Article:

LinuxLists.cc - [RFC PATCH 1/2] devices cgroup: allow can_attach() if ns

2013-07-23 18:16:14

Subject: [RFC PATCH 1/2] devices cgroup: allow can_attach() if ns_capable

We allow a task to change its own devices cgroup, or to change other tasks'
cgroups if it has CAP_SYS_ADMIN.

Also allow task A to change task B's cgroup if task A has CAP_SYS_ADMIN
with respect to task B - meaning A is root in the same userns, or A
created B's userns.

Signed-off-by: Serge Hallyn <[email protected]>
---
security/device_cgroup.c | 11 +++++++----
1 file changed, 7 insertions(+), 4 deletions(-)

diff --git a/security/device_cgroup.c b/security/device_cgroup.c
index 9760ecb6..8f5386ea 100644
--- a/security/device_cgroup.c
+++ b/security/device_cgroup.c
@@ -74,11 +74,14 @@ struct cgroup_subsys devices_subsys;
static int devcgroup_can_attach(struct cgroup *new_cgrp,
struct cgroup_taskset *set)
{
- struct task_struct *task = cgroup_taskset_first(set);
+ struct task_struct *t = cgroup_taskset_first(set);
+ int ret = 0;

- if (current != task && !capable(CAP_SYS_ADMIN))
- return -EPERM;
- return 0;
+ rcu_read_lock();
+ if (current != t && !ns_capable(__task_cred(t)->user_ns, CAP_SYS_ADMIN))
+ ret = -EPERM;
+ rcu_read_unlock();
+ return ret;
}

/*
--
1.7.9.5

2013-07-23 18:19:08

by Serge Hallyn

[permalink] [raw]

Subject: [RFC PATCH 2/2] capabilities: allow nice if we are privileged

We allow task A to change B's nice level if it has a supserset of
B's privileges, or of it has CAP_SYS_NICE. Also allow it if A has
CAP_SYS_NICE with respect to B - meaning it is root in the same
namespace, or it created B's namespace.

Goals:
1. List each line of code that the device_cgroup.c patch deletes from devcgroup_can_attach(), leaving off the leading minus sign.
2. Write the next part of the cgroup and capabilities patch thread, starting right after its final sentence.

Pointing and labeling entries:
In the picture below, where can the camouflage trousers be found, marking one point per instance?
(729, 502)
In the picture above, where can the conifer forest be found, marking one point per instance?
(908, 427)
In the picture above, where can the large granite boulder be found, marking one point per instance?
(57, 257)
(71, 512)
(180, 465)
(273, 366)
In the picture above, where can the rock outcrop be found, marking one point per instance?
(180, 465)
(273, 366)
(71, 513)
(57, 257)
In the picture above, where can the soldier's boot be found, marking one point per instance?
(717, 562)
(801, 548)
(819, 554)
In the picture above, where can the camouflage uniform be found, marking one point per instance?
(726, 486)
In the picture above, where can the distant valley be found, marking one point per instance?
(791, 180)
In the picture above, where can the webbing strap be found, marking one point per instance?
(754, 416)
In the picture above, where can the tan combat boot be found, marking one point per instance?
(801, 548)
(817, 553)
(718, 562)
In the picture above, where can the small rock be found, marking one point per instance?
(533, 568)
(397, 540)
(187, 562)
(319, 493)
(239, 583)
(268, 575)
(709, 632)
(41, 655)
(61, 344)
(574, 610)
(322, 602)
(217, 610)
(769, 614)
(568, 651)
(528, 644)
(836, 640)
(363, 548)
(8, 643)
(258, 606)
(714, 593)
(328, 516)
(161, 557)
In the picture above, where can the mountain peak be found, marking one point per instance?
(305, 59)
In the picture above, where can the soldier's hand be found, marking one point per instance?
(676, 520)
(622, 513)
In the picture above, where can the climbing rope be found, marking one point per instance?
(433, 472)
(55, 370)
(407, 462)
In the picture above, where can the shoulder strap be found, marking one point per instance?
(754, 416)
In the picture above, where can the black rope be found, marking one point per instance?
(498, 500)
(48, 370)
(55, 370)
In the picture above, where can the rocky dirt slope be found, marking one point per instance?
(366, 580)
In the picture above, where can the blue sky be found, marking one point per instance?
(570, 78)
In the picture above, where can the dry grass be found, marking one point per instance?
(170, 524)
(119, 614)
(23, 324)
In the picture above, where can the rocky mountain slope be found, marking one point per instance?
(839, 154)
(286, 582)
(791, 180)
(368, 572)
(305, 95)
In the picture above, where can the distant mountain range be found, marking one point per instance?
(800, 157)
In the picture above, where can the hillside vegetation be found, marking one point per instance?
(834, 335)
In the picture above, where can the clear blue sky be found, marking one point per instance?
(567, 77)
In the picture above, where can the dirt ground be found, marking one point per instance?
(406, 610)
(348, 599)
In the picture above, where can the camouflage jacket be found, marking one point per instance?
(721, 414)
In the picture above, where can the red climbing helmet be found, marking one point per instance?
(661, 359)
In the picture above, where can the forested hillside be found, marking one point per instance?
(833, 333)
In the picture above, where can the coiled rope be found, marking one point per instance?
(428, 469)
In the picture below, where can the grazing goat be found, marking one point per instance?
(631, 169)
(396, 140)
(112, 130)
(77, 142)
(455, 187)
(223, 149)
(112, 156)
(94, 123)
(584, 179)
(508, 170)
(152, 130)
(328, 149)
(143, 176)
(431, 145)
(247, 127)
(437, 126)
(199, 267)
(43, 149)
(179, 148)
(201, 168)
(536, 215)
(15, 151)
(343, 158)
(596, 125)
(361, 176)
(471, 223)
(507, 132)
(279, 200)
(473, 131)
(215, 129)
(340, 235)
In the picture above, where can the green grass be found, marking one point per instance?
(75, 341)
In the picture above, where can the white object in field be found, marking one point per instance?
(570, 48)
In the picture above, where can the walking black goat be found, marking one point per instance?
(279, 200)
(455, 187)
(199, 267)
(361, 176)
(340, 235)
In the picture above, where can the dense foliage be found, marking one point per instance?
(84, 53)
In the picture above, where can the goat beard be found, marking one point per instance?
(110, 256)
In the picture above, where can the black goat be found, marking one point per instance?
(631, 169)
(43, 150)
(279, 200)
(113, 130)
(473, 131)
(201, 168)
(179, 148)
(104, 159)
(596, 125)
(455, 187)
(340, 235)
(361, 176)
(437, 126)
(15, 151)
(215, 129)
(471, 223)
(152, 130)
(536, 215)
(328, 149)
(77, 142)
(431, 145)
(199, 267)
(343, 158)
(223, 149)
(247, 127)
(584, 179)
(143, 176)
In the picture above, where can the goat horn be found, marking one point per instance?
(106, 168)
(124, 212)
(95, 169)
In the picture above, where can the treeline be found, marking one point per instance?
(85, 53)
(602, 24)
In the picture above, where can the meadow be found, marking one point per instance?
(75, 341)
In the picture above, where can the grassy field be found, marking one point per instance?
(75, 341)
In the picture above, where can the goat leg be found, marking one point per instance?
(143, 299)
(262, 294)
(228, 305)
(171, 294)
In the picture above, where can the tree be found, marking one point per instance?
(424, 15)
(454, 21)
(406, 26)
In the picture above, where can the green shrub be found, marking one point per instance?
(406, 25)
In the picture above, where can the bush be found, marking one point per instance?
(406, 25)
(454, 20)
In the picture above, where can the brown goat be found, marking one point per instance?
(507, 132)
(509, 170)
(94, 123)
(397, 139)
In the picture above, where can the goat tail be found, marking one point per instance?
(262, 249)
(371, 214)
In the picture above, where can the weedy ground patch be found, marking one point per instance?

The answers:
1.
struct task_struct *task = cgroup_taskset_first(set);
if (current != task && !capable(CAP_SYS_ADMIN))
return -EPERM;
return 0;

2.
Signed-off-by: Serge Hallyn <[email protected]>
---
security/commoncap.c | 8 ++++----
1 file changed, 4 insertions(+), 4 deletions(-)

diff --git a/security/commoncap.c b/security/commoncap.c
index d78b003..ef98b56 100644
--- a/security/commoncap.c
+++ b/security/commoncap.c
@@ -768,16 +768,16 @@ int cap_task_fix_setuid(struct cred *new, const struct cred *old, int flags)
*/
static int cap_safe_nice(struct task_struct *p)
{
- int is_subset;
+ int is_subset, ret = 0;

rcu_read_lock();
is_subset = cap_issubset(__task_cred(p)->cap_permitted,
current_cred()->cap_permitted);
+ if (!is_subset && !ns_capable(__task_cred(p)->user_ns, CAP_SYS_NICE))
+ ret = -EPERM;
rcu_read_unlock();

- if (!is_subset && !capable(CAP_SYS_NICE))
- return -EPERM;
- return 0;
+ return ret;
}

/**
--
1.7.9.5

2013-07-23 18:30:28

by Tejun Heo

[permalink] [raw]

Subject: Re: [RFC PATCH 1/2] devices cgroup: allow can_attach() if ns_capable

On Tue, Jul 23, 2013 at 01:16:06PM -0500, Serge Hallyn wrote:
> We allow a task to change its own devices cgroup, or to change other tasks'
> cgroups if it has CAP_SYS_ADMIN.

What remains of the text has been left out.